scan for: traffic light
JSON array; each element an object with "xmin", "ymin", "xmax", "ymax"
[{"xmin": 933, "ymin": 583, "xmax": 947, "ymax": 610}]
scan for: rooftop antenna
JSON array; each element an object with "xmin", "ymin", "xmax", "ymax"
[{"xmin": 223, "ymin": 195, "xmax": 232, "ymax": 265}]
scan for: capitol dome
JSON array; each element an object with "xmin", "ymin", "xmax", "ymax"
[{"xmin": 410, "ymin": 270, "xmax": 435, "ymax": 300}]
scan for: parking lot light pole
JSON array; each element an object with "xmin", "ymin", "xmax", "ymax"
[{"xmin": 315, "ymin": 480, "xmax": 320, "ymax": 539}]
_____
Copy the listing verbatim, beginning at the line that contains "scan for: parking lot light pole" and stopping after the last line of the listing.

scan for: parking lot light pole
JSON array; each element an object with "xmin", "ymin", "xmax", "ymax"
[{"xmin": 315, "ymin": 480, "xmax": 320, "ymax": 539}]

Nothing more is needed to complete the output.